===== Excerpted records =====

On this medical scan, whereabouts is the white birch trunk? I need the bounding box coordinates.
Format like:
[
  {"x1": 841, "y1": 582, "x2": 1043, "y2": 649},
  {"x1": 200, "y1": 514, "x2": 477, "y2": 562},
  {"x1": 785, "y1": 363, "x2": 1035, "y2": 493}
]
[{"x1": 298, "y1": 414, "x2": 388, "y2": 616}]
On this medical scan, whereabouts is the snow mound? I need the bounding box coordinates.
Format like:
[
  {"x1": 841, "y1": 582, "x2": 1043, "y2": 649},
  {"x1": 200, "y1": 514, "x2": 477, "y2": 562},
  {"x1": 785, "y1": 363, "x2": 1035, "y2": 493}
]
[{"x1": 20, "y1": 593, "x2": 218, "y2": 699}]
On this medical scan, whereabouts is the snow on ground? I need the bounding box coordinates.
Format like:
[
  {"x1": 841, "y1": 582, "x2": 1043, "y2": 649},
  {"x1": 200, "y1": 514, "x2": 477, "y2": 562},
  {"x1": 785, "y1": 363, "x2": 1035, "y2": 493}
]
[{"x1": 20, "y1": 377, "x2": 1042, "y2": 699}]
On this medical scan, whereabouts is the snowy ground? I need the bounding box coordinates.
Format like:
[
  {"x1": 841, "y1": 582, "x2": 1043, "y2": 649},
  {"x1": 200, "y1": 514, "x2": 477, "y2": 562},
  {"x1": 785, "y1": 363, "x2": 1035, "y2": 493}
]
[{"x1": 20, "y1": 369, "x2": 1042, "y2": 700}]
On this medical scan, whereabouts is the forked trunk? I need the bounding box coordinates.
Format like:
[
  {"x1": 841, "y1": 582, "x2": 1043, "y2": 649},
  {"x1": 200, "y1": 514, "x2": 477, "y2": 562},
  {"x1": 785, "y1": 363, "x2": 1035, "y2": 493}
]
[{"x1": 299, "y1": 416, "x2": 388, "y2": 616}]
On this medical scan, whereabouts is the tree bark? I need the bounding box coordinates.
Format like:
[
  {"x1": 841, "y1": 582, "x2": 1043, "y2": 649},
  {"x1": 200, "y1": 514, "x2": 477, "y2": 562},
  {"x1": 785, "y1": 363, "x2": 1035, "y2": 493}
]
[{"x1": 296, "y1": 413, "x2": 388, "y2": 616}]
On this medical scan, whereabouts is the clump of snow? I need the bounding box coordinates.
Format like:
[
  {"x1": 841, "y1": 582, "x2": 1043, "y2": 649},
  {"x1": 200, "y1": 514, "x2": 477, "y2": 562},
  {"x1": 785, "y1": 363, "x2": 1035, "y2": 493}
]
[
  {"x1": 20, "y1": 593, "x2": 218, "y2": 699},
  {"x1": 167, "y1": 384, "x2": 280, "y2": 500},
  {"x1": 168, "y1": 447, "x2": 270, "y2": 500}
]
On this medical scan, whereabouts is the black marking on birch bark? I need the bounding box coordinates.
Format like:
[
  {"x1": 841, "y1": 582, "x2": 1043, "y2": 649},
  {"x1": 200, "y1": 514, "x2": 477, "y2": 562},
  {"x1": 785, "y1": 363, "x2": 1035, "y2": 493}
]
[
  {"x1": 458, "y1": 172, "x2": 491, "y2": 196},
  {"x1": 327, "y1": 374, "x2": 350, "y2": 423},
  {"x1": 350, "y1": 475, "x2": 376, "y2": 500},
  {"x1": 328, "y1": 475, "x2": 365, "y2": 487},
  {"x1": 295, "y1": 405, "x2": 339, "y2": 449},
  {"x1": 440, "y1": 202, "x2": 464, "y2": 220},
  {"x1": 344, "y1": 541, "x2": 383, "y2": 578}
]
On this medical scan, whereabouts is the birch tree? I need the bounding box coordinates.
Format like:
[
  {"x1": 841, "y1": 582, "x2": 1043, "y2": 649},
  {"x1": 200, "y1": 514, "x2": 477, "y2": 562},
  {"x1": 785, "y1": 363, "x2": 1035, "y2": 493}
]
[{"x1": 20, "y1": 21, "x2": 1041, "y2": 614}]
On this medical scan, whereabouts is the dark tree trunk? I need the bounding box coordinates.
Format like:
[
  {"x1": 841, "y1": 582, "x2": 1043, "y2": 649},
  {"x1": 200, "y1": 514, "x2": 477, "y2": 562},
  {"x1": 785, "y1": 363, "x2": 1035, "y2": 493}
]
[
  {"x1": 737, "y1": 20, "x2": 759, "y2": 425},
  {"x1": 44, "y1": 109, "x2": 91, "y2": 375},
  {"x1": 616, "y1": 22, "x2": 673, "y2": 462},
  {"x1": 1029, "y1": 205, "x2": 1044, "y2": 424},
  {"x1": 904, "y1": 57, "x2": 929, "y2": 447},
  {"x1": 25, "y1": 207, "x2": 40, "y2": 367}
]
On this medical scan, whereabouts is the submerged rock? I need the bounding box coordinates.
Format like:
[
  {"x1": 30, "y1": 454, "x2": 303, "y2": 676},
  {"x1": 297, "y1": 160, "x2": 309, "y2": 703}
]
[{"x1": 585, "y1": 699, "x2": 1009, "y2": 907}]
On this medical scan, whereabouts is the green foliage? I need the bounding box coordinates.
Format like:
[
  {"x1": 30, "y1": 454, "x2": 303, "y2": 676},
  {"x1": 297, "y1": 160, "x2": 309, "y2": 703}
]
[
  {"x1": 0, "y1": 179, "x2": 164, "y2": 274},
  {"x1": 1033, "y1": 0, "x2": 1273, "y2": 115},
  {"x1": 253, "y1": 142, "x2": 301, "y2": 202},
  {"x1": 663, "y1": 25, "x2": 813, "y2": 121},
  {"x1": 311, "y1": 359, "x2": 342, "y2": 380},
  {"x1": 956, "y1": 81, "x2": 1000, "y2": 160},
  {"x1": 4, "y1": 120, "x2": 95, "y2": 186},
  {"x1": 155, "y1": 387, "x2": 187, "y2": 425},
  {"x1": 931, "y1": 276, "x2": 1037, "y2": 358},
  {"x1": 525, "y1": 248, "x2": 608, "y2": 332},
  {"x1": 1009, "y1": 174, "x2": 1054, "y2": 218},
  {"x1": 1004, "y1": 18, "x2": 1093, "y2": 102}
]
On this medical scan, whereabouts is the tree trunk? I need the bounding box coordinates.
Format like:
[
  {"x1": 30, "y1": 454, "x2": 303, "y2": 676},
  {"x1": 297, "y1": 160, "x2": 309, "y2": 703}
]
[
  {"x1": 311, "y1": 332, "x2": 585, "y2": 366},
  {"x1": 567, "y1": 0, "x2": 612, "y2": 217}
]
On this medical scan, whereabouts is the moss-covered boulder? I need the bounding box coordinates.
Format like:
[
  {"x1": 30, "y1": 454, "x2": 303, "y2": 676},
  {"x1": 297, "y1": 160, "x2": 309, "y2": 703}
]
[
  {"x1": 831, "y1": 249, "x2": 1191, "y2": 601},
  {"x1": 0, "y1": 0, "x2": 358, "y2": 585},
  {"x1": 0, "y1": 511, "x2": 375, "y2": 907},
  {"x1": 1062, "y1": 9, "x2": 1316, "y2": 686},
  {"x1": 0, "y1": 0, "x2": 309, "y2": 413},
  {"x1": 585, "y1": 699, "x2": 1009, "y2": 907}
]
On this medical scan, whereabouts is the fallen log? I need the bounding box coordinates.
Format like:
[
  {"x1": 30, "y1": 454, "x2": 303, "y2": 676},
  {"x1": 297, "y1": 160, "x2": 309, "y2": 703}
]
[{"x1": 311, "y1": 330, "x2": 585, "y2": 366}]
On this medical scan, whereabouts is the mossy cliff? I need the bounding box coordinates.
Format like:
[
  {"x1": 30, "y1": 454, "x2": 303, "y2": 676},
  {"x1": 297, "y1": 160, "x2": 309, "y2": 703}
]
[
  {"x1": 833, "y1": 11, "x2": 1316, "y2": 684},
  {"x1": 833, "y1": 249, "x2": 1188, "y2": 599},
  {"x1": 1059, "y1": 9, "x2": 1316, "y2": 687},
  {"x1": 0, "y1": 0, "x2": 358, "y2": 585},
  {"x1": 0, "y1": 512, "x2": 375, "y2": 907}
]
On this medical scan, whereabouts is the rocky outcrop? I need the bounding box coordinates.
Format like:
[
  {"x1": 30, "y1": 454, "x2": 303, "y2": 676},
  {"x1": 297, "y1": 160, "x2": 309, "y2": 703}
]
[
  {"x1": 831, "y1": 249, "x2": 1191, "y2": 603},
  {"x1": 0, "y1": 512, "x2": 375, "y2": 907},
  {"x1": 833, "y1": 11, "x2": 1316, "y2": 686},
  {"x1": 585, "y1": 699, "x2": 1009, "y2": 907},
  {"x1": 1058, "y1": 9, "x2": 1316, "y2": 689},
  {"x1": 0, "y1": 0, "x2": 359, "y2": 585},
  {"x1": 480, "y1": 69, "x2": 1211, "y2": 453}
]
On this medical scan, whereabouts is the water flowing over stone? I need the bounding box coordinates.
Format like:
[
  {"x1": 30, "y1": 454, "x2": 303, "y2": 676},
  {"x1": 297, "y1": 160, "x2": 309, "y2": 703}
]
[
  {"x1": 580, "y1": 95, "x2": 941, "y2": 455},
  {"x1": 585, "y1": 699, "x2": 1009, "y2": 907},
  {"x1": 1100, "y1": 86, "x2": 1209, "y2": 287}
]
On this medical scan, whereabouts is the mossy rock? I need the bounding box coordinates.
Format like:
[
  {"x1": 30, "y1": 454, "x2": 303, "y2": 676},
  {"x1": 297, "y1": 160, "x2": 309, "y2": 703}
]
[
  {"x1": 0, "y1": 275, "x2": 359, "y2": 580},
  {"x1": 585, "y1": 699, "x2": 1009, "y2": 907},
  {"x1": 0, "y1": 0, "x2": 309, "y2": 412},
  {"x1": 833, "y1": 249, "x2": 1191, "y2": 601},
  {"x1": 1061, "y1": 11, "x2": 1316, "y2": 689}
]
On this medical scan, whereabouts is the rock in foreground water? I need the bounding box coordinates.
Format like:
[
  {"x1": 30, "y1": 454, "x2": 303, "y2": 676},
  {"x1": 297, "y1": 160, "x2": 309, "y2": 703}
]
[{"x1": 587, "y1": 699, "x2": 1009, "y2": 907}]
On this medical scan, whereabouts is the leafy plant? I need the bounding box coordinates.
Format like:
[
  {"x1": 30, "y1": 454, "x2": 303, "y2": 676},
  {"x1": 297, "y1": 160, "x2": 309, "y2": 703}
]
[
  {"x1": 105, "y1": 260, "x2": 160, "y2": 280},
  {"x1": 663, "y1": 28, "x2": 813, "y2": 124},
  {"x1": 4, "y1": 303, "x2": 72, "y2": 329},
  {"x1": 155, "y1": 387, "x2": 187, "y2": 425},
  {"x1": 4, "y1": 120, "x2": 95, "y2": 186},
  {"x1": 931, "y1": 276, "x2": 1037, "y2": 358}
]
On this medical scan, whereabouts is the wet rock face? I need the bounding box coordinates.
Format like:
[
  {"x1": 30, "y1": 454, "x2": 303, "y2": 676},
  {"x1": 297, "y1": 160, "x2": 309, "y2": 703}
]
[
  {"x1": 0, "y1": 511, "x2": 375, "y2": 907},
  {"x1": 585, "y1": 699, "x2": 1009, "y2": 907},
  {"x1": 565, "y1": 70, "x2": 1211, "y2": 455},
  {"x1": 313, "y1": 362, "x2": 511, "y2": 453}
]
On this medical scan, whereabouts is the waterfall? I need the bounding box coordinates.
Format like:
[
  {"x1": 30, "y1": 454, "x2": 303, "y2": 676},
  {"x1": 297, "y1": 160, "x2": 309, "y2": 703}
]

=====

> _Work required_: Identify every line of the rows above that contains the word "bark", and copy each one. Matches must have the same case.

> _Solution for this problem_:
On this medical scan, whereabouts is the tree bark? I need the bounding box coordinates.
On this medical scan, whereabouts is the black marking on birch bark? I need the bounding box coordinates.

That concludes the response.